REQUEST 1 »
Decide whether each statement agrees with the winery blog, answering yes or no and quoting the deciding words of the winery blog. (a) The August 19, 2014 post introduces a new line called Killer Cluster. (b) The writer says Tarara is associated with three half marathons this year. (c) The writer's New Years Resolution is to get back to the tasting room more often.
REQUEST 2 »
According to the winery blog, from where did the group watch the July 4th fireworks?
REQUEST 3 »
Reproduce the passage of the winery blog that opens with the words containing "September 8, 2014" and closes with "pairs with that!?!?".

PROVIDED TEXT »
*****
September 8, 2014
Now we start to actually get rolling into harvest 2014 - keep up with the fun!
September 1, 2014
A quick post about what Jordan thinks regarding what to drink in the dog days of summer. It's hot out there, what wine pairs with that!?!?
September 1, 2014
Here is a quick update on how we are viewing the up coming 2014 vintage. So far so good, but still too early to tell.
August 19, 2014
When the going gets tough the tough goes and gets some new Killer grapes. Here is all about our new line Killer Cluster.
July 24, 2014
What is the best way you can imagine celebrating July 4th and being American? Our thought was get in with some cool people the State Department, pour them some wine and watch the fireworks from on top of one of the most famous buildings in Washington, DC. So, we did it. Check it out.
January 12, 2013
I had to think about my New Years Resolution this year. Well...at least I had to think about the wine related one. I like 95% of the world have the regular resolutions of wanting to start taking care of myself and train for a half marathon (especially since Tarara is associated with two this year - YIKES!) and eat healthier (but I love duck fat sooooo much). I like 95% of the population will likely fail at these great goals until my son out runs me for the first time and makes me feel old. Enough about that though. You want to know how I plan to do better things with wine, which in turn should be good for you.
This really was a hard task because if I am nothing else, I am a very passionate winemaker with no room for compromise. I only want to do the best, I do not want to cut corners, I love every second of my job and I know the type of wines i am trying to make. Well...that last one is one of my problems and the issue I would like to resolve this year. I am a very selfish winemaker and I know it. I need to look back at my first years in this industry and remember what I was drinking and what I was striving to do. My views have changed which is good in my opinion as everyone needs to grow. But, I believe one thing I have not been 100% with is really understanding others views because I can be so set on my own.
So this year my New Years Resolution is to get back to the tasting room more often and talk with you. While I will always remain focused, I do need to understand what each of our fans are saying they want and analyze if and how that all fits with Tarara as a whole and the style of wines I feel I can do the best job of. I miss being in the tasting room and hanging around people and talking wine. That is what got me intrigued with this industry in the first place and what go me to learn to craft the wines I love.
*****
A block of data:
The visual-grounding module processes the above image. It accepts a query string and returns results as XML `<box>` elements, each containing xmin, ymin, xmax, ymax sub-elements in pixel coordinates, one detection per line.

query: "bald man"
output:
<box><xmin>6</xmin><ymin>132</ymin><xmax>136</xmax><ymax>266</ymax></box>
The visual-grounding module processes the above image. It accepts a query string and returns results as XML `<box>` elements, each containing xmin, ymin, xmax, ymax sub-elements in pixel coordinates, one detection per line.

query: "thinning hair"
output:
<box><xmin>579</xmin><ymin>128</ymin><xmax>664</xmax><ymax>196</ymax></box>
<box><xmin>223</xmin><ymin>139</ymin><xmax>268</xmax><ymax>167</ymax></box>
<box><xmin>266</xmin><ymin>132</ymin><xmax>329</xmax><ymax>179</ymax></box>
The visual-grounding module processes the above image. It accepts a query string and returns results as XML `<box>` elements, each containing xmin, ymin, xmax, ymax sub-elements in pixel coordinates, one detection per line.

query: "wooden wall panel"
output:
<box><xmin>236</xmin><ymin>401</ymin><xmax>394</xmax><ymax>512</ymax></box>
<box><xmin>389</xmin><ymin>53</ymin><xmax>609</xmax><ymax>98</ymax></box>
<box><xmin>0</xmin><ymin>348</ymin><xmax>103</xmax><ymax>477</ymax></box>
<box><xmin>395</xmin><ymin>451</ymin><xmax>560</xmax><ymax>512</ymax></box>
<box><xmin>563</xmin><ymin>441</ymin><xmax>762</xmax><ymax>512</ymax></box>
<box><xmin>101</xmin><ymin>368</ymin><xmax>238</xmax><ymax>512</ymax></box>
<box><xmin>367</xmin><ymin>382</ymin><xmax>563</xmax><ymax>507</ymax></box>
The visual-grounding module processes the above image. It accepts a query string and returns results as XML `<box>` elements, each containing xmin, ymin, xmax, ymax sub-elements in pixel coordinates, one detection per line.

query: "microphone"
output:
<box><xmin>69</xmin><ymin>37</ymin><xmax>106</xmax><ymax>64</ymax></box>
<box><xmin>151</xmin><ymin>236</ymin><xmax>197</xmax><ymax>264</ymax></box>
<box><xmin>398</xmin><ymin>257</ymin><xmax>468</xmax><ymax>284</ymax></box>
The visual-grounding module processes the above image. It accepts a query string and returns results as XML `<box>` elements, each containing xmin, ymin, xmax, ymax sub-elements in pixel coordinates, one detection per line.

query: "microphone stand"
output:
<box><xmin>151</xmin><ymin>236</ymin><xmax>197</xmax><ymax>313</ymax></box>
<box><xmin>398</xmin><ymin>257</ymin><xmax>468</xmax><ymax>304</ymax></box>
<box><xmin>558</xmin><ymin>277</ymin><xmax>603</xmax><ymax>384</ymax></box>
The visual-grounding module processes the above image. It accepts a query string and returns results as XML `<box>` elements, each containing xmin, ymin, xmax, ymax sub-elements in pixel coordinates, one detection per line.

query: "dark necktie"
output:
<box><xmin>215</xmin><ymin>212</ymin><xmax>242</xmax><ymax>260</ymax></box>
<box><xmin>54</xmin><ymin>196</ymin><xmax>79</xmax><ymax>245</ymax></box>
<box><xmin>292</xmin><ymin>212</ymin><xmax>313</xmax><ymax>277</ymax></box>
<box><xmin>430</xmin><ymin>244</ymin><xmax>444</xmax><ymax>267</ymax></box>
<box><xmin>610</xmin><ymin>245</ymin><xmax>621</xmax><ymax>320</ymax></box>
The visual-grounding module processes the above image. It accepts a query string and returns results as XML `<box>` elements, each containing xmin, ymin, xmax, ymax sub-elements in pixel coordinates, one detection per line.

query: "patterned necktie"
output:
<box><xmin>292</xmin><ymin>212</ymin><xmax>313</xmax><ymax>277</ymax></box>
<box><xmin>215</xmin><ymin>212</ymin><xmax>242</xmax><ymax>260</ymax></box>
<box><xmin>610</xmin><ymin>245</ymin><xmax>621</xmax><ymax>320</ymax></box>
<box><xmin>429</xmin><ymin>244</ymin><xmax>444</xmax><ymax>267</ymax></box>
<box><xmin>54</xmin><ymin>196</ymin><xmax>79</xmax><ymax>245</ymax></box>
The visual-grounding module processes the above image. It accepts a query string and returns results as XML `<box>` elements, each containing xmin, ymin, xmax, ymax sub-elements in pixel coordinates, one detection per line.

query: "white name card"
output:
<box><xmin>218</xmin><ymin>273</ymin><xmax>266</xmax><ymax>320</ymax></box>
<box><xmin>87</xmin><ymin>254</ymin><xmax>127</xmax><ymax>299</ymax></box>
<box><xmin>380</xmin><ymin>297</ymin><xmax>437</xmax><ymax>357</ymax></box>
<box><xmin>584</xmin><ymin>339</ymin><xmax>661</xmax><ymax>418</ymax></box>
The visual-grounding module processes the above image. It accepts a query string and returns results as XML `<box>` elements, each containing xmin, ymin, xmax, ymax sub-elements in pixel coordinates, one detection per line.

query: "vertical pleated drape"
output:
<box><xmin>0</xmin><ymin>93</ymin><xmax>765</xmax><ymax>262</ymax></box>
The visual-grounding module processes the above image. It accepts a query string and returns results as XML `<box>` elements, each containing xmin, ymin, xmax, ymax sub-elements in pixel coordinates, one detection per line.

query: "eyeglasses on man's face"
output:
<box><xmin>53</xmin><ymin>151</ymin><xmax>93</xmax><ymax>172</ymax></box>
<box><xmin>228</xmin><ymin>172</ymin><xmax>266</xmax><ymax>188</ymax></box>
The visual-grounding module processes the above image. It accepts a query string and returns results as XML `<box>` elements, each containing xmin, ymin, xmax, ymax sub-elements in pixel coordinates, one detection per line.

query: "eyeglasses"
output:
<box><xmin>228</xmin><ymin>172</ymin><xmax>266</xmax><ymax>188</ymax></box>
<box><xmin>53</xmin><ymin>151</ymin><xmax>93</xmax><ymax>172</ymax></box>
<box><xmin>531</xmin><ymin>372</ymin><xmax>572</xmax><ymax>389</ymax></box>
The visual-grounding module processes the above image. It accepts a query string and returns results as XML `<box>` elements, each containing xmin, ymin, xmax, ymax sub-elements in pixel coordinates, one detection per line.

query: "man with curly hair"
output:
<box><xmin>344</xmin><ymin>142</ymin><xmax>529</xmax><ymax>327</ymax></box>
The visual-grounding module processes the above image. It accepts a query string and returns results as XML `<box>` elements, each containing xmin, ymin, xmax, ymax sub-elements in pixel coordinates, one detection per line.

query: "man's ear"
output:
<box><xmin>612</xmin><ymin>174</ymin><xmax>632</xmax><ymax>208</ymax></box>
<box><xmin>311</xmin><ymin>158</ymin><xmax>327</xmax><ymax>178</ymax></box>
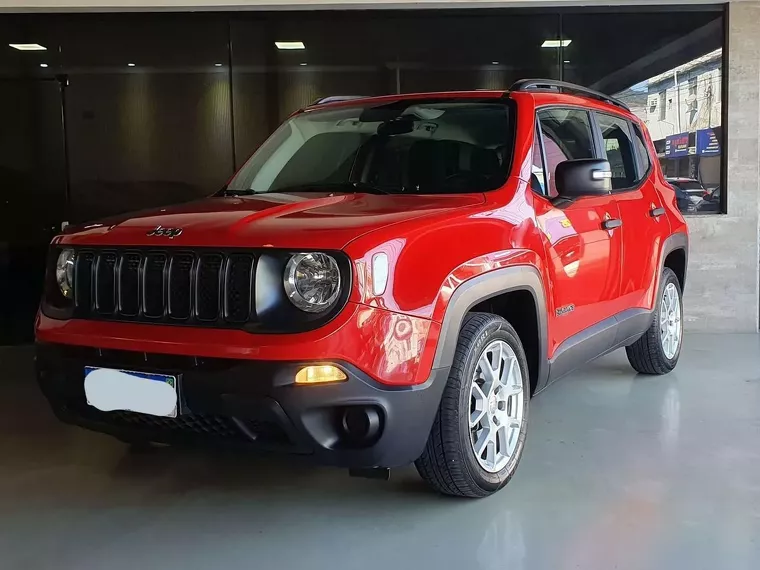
*****
WORKED SOLUTION 1 »
(a) Yes: "Here is all about our new line Killer Cluster."
(b) No: "especially since Tarara is associated with two this year"
(c) Yes: "So this year my New Years Resolution is to get back to the tasting room more often and talk with you."

WORKED SOLUTION 2 »
From on top of one of the most famous buildings in Washington, DC.

WORKED SOLUTION 3 »
September 8, 2014
Now we start to actually get rolling into harvest 2014 - keep up with the fun!
September 1, 2014
A quick post about what Jordan thinks regarding what to drink in the dog days of summer. It's hot out there, what wine pairs with that!?!?